Tarefa curta 1: Devolva sem alterações, do texto sobre a Previ, o trecho que vai de "Apenas como efeito" a "menor de contribuição.".

A PP vale hoje R$ 2.057,00. Os participantes chegaram a uma cifra de R$ 1.373,00, que seria o valor corrigido da PP desde que ela foi criada pela mesma correção concedida aos salários dos funcionários do Banco do Brasil (BB) no período. Já o banco apresentou um valor de R$ 1.440,00 para a PP. Apesar de os números serem próximos, eles representam bilhões de reais em um curto espaço de tempo.
Apenas como efeito de comparação, um aposentado que contribuiu em tempo integral para a Previ e que venha a se aposentar hoje receberia um acréscimo de mais de R$ 600,00, caso a PP fosse reduzida dos atuais R$ 2.057,00 para algo próximo de R$ 1.400,00, conforme defendem os trabalhadores. Isso também vale, proporcionalmente, para quem tem tempo menor de contribuição.
Os participantes, liderados pela Comissão de Empresas do BB, tinham a predisposição em aceitar o valor, porém o cálculo apresentado pelo banco para se chegar até esse valor deixou-os receosos. O índice de reajuste usado pelo BB foi o crescimento da massa salarial dentro do banco. Os participantes temem que, no futuro, esse cálculo, de domínio e manuseio exclusivo do BB, possa ser distorcido e usado para inflar novamente a PP.
“Os valores estão próximos, de fato, mas não é uma questão de negociar apenas isso. O número ao qual chegamos é a correção exata do valor dos salários no decorrer do período. Já o valor do banco é feito por um cálculo no qual entram outras variantes que podem distorcê-lo, como o crescimento do número de agências ou a forma de crescimento no valor dos salários”, analisa um dos membros do Conselho Deliberativo da Previ e presidente da Associação Nacional de Funcionários do BB (Anabb), Valmir Marques Camilo.
As partes colocaram no papel o compromisso de resolver a questão até o final de fevereiro. Afinal, o BB também está disposto a solucionar a pendência, até porque a instituição não quer correr o risco de, mais para frente, ter que aportar recursos na fundação para cobrir eventuais déficits. Já os participantes, com a fatura da eleição do presidente Lula nas mãos, querem zerar suas pen-dências agora, já que 2006 já será um terreno politicamente movediço.

Dados armazenados:
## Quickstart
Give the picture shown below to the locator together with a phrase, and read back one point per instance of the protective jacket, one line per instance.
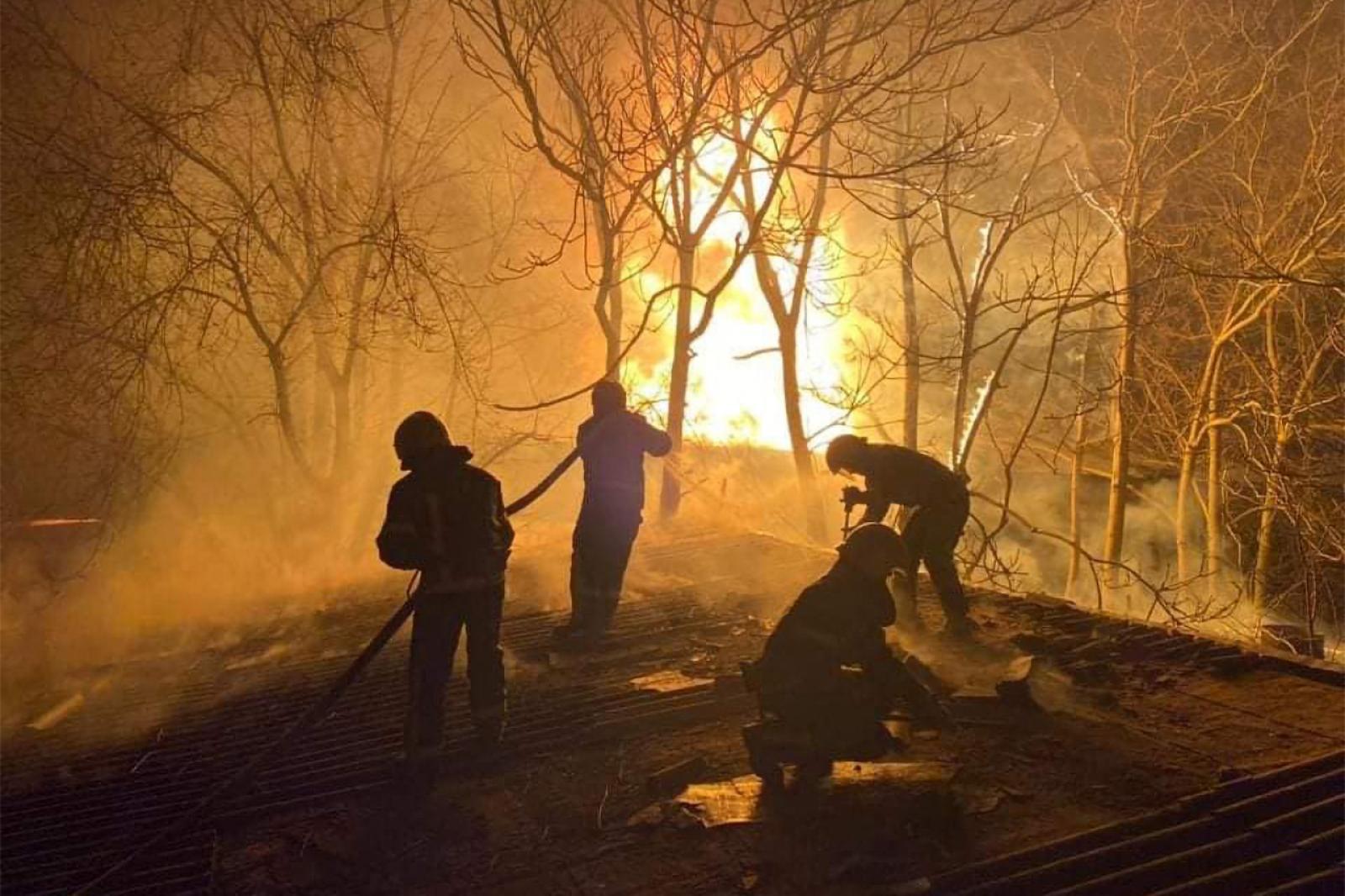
(447, 519)
(905, 477)
(836, 622)
(612, 448)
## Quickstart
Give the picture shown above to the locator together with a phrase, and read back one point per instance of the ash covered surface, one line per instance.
(1109, 721)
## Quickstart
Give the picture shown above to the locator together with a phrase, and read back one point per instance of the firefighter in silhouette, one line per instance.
(612, 445)
(894, 475)
(827, 676)
(447, 519)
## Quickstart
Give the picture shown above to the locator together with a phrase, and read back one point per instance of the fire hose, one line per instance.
(318, 710)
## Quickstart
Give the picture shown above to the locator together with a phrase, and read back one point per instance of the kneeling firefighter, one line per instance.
(827, 672)
(446, 519)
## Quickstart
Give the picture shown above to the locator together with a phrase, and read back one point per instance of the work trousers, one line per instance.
(838, 708)
(602, 548)
(931, 535)
(436, 629)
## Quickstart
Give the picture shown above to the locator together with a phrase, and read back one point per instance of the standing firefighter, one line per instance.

Tarefa curta 2: Nos registros, do início até a linha com "(1109, 721)", substitua "locator" por "detector" e reproduza apenas essas linhas, com todo o resto igual e sem as imagens.

Solução completa 1:
Apenas como efeito de comparação, um aposentado que contribuiu em tempo integral para a Previ e que venha a se aposentar hoje receberia um acréscimo de mais de R$ 600,00, caso a PP fosse reduzida dos atuais R$ 2.057,00 para algo próximo de R$ 1.400,00, conforme defendem os trabalhadores. Isso também vale, proporcionalmente, para quem tem tempo menor de contribuição.

Solução completa 2:
## Quickstart
Give the picture shown below to the detector together with a phrase, and read back one point per instance of the protective jacket, one line per instance.
(447, 519)
(905, 477)
(836, 622)
(612, 448)
## Quickstart
Give the picture shown above to the detector together with a phrase, and read back one point per instance of the ash covered surface, one line per instance.
(1109, 721)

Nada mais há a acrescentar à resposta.